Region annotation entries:
%%

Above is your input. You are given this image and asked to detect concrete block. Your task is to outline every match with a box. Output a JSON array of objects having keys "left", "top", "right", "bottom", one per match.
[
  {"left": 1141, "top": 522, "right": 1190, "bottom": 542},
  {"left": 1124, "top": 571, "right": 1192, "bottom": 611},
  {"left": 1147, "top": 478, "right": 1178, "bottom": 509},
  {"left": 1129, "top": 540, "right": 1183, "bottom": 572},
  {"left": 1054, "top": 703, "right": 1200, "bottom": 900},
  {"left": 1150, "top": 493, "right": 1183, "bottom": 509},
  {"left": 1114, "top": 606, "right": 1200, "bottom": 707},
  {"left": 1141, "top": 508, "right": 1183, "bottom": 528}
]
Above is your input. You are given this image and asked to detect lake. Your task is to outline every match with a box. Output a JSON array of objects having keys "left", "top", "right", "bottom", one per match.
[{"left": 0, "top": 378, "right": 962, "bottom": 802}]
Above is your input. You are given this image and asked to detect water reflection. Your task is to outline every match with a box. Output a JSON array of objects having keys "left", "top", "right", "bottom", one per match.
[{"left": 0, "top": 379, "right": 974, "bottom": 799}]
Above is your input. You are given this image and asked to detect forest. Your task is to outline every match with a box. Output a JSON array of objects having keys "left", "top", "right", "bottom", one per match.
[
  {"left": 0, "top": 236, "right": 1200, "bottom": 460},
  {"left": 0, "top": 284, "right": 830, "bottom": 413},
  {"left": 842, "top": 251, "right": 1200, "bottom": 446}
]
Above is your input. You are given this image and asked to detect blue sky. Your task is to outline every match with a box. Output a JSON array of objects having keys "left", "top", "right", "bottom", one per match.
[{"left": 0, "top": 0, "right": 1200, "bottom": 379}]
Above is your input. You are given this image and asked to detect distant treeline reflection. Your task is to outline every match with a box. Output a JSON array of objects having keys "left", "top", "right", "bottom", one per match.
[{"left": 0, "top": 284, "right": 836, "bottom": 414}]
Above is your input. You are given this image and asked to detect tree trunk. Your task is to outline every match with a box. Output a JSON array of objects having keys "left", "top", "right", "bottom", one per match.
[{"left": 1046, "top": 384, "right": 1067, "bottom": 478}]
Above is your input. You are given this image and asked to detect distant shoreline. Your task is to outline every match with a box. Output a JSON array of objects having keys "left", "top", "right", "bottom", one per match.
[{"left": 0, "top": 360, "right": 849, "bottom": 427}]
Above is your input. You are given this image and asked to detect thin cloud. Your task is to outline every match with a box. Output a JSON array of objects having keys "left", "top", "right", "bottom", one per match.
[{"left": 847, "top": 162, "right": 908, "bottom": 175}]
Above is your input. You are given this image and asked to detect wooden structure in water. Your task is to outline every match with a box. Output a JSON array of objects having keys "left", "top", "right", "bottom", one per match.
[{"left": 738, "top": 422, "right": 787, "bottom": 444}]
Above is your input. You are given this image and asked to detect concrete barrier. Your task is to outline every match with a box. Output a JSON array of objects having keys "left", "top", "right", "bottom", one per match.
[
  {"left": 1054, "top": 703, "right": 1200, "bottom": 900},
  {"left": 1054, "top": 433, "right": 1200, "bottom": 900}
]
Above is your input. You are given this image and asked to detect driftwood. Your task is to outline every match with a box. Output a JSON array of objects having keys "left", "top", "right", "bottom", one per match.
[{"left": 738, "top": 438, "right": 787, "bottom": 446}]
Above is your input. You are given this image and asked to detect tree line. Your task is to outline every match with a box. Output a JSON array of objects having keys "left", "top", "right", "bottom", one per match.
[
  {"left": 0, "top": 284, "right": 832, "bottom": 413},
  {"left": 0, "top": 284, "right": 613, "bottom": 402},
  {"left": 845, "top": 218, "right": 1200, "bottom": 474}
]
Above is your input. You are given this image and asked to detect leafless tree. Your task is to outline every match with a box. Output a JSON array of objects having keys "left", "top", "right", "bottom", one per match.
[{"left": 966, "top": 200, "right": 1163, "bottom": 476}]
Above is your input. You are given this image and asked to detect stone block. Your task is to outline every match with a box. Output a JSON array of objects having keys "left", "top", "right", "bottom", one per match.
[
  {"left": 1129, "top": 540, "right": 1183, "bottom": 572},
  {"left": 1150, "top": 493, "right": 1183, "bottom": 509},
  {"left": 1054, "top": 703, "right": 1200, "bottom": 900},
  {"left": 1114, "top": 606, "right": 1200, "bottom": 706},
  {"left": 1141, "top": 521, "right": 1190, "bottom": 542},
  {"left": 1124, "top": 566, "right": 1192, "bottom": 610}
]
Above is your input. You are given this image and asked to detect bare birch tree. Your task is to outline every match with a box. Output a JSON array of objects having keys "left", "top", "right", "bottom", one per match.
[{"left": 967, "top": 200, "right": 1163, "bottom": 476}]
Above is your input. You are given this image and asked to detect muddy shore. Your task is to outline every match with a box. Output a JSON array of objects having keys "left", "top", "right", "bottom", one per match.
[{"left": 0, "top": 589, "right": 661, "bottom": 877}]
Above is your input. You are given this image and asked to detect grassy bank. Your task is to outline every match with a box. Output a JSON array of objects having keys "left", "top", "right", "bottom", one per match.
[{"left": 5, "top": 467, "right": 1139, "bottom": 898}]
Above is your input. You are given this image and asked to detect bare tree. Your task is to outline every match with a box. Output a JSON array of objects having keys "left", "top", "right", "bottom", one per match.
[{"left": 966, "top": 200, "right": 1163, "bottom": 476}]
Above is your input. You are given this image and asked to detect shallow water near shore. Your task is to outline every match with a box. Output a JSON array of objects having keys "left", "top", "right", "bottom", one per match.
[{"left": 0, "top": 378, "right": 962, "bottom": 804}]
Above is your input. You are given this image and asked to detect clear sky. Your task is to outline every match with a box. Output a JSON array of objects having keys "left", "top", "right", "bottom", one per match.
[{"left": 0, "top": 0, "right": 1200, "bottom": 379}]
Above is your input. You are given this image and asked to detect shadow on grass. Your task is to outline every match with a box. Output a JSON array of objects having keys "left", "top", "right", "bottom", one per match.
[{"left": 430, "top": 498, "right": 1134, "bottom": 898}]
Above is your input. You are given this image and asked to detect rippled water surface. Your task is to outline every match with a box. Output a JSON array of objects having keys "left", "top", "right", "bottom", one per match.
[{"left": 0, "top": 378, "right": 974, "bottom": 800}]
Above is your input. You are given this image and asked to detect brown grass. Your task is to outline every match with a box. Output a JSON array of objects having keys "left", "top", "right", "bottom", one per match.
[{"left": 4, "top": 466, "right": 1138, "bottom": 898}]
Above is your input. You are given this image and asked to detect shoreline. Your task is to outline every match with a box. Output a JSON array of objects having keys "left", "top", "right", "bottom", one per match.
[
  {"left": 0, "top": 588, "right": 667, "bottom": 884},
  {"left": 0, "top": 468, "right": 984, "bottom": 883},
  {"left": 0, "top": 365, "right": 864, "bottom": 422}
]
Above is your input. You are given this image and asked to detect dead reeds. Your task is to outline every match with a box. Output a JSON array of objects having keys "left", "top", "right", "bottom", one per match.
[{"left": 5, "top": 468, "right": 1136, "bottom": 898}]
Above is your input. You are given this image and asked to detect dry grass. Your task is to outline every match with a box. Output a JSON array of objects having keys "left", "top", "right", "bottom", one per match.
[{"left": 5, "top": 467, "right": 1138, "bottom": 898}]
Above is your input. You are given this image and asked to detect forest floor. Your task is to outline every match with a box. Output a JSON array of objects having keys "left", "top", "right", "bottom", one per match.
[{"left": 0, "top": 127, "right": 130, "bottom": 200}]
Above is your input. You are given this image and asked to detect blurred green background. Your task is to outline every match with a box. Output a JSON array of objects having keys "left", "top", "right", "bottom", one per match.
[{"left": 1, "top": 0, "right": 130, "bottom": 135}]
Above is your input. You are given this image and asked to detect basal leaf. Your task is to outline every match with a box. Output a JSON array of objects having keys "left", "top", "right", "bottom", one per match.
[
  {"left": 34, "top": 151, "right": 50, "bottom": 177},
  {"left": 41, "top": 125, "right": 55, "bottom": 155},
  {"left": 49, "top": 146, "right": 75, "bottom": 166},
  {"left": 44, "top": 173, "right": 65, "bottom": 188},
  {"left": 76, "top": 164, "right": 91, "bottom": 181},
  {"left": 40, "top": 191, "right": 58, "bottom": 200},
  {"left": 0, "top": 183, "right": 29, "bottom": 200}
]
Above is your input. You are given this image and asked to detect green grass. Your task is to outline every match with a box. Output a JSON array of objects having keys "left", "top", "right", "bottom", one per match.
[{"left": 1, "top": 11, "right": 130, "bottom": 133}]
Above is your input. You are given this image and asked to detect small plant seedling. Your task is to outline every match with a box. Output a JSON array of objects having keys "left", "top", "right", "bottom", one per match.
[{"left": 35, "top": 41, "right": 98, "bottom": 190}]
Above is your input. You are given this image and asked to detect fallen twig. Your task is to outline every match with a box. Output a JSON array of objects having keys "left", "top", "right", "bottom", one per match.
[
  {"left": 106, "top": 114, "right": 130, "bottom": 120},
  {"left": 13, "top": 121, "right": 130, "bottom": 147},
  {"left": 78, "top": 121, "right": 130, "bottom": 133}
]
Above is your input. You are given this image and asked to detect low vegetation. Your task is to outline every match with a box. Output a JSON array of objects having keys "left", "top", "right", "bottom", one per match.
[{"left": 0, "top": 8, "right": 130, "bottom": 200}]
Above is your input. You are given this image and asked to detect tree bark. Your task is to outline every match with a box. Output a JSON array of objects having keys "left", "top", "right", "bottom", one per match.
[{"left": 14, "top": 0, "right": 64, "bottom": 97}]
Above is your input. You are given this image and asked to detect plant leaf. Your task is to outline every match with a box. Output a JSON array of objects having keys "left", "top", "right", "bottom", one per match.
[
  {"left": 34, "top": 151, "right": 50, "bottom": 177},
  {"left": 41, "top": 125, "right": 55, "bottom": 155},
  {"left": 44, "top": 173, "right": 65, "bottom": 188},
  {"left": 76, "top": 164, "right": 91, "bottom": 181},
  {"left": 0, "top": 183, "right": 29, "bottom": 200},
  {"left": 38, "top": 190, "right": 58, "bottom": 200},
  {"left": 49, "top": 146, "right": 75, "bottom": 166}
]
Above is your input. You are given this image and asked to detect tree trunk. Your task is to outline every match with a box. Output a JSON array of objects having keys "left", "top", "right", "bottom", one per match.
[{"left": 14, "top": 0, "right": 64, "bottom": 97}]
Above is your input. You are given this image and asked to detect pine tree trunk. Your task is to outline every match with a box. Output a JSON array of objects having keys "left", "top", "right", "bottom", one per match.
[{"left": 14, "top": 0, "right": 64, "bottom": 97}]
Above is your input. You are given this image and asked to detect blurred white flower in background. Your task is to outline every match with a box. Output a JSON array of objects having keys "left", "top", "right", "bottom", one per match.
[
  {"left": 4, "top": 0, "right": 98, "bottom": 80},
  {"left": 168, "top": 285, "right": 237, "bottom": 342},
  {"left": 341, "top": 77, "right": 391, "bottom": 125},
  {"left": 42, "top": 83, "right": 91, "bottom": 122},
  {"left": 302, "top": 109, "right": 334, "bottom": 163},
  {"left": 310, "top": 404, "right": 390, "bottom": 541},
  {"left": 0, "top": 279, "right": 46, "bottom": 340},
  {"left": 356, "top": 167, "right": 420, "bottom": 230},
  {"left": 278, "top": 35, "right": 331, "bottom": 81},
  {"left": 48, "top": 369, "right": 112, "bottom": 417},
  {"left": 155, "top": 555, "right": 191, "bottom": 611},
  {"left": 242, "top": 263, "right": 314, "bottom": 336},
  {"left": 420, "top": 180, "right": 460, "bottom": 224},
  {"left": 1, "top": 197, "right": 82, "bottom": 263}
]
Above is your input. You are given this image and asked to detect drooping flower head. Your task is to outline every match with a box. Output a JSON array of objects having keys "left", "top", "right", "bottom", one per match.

%%

Task goal.
Please find every line in the rows above that contains the word "shoreline" and copy each of those lines.

Completed exercise.
Above is your input. You are given this image and asked to detect distant shoreline. Your task is to outline every match with a box. Output a JSON array of objects having keys "left", "top", "right", "bottom", one per match.
Above is your input. You are given this image and asked to detect shoreline. Your task is to outline every match with a box. Output a JSON array of objects having keys "left", "top", "right", "bottom", one per match.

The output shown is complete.